-------- INFORMATION
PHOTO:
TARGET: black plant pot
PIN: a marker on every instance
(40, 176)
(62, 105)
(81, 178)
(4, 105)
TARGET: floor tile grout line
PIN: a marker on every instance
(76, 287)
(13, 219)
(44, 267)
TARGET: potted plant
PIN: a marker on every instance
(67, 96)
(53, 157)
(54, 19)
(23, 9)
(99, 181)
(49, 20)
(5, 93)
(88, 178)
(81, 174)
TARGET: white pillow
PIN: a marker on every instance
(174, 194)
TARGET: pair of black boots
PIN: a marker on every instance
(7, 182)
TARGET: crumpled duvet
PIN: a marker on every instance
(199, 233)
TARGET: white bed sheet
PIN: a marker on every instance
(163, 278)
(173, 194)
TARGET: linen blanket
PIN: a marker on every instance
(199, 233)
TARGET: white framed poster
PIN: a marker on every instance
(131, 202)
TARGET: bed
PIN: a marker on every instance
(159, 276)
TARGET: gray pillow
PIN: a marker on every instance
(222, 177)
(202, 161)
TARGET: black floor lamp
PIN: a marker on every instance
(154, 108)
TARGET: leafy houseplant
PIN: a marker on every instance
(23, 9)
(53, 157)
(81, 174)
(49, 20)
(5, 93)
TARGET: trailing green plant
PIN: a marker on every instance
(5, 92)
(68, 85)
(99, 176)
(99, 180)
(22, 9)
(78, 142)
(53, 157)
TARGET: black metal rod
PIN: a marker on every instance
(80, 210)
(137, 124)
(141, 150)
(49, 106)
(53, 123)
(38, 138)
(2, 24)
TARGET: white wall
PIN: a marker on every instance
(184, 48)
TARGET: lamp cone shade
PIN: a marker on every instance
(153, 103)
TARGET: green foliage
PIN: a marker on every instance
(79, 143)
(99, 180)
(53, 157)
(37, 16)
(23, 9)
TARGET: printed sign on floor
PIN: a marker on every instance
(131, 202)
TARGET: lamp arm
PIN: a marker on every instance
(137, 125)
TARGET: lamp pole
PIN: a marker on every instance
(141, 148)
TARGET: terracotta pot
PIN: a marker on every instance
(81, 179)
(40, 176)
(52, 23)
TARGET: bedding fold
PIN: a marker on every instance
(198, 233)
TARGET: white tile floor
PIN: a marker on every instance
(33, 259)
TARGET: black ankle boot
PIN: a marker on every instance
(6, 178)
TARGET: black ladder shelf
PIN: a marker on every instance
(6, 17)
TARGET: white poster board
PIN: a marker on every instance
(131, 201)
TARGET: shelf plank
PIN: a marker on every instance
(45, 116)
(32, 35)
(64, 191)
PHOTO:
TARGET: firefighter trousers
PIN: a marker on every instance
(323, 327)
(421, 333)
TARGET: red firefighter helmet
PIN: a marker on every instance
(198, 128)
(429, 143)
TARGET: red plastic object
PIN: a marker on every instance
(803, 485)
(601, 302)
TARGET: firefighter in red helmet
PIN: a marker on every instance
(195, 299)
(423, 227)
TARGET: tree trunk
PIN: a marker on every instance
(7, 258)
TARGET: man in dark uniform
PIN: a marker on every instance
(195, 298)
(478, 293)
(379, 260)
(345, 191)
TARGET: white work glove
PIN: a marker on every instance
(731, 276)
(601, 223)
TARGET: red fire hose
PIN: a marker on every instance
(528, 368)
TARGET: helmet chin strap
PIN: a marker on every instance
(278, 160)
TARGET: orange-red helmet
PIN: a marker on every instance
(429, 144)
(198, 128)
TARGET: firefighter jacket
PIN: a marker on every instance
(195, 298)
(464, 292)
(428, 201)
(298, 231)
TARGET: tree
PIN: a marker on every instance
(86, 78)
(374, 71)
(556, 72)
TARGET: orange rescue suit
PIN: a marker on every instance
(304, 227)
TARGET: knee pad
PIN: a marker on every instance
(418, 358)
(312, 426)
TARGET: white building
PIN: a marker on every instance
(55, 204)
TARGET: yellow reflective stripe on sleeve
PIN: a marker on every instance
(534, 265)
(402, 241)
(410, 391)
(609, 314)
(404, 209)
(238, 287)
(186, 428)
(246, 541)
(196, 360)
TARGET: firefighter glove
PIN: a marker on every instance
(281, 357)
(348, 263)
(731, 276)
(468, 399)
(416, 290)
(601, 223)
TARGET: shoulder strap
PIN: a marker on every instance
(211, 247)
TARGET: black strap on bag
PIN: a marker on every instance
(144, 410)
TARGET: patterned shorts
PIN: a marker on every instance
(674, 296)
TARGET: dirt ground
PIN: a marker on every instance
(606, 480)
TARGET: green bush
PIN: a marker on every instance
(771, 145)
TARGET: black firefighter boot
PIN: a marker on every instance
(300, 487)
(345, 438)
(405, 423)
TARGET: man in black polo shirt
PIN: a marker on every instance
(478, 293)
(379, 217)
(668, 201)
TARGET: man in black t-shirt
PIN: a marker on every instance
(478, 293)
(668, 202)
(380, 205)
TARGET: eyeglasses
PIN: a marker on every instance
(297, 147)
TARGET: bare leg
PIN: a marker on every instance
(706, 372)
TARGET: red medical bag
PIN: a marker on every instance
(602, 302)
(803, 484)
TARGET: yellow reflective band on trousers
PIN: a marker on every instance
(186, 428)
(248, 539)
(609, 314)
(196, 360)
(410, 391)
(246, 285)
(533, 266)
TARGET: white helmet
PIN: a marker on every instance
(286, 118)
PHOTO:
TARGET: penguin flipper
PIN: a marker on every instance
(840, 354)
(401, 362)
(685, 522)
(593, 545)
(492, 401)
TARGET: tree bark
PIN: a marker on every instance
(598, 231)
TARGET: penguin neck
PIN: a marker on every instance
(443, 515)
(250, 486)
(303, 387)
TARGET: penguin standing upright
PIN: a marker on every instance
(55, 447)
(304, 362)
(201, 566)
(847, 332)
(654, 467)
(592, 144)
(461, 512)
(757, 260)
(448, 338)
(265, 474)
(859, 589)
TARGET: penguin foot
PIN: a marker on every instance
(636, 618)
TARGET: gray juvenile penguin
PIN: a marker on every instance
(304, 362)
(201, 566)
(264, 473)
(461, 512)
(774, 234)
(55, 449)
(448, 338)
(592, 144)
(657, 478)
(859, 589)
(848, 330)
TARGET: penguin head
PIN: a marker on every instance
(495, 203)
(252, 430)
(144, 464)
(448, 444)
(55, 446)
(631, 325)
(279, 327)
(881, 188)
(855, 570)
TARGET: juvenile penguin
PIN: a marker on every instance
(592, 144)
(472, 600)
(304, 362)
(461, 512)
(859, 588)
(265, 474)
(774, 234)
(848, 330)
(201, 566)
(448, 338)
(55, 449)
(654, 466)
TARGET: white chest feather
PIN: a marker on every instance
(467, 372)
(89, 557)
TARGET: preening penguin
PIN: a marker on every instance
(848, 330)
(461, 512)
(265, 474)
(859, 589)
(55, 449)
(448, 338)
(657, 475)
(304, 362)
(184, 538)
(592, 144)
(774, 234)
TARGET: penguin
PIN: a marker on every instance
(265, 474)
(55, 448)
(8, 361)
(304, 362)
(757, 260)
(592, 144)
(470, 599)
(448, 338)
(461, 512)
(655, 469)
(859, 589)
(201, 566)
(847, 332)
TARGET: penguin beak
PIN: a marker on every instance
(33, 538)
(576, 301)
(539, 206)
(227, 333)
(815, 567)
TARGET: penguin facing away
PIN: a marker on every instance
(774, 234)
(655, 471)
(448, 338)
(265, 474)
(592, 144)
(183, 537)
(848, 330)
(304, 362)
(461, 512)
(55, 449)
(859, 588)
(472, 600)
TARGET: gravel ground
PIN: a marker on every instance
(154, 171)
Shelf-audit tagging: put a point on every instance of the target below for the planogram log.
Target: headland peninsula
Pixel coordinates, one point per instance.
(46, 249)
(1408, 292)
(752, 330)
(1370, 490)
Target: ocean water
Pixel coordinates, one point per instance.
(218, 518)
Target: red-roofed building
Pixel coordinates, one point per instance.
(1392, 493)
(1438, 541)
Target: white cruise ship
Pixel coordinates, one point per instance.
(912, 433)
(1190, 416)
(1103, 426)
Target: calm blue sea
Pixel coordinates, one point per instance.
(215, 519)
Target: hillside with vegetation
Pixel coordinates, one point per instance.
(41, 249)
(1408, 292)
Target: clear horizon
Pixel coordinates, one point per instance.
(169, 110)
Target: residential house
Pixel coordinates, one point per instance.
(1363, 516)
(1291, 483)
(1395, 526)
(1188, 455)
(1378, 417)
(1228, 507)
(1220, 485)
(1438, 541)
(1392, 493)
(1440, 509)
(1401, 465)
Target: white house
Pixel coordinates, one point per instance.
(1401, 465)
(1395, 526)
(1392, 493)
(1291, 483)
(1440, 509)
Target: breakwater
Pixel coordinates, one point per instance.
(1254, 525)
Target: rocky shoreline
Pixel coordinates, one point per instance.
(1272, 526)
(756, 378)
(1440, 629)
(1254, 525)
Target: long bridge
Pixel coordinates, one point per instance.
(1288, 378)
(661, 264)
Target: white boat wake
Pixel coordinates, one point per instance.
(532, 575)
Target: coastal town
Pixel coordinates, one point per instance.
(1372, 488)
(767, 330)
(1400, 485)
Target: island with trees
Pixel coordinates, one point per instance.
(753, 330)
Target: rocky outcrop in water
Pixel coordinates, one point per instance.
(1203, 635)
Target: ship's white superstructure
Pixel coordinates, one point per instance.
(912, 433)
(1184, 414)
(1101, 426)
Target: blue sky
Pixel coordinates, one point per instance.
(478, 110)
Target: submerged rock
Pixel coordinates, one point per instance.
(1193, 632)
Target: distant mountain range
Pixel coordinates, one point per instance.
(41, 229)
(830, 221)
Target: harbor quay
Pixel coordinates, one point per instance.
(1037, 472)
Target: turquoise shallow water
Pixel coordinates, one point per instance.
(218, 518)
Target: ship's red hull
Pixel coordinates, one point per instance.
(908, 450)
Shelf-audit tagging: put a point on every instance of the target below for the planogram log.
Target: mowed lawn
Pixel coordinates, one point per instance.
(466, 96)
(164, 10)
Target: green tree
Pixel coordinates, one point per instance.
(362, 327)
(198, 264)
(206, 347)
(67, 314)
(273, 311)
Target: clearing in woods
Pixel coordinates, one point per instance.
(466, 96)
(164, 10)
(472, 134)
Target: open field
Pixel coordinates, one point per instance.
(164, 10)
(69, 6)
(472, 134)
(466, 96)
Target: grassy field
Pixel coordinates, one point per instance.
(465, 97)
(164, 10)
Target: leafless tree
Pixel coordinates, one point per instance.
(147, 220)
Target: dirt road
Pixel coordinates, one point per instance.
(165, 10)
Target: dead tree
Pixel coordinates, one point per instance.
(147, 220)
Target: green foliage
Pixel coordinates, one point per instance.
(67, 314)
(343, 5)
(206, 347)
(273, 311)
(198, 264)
----------------
● **TASK GOAL**
Show all lines of the material in which the word "juvenile" can be found.

● **SOLUTION**
TARGET: gray juvenile penguin
TARGET: juvenile penguin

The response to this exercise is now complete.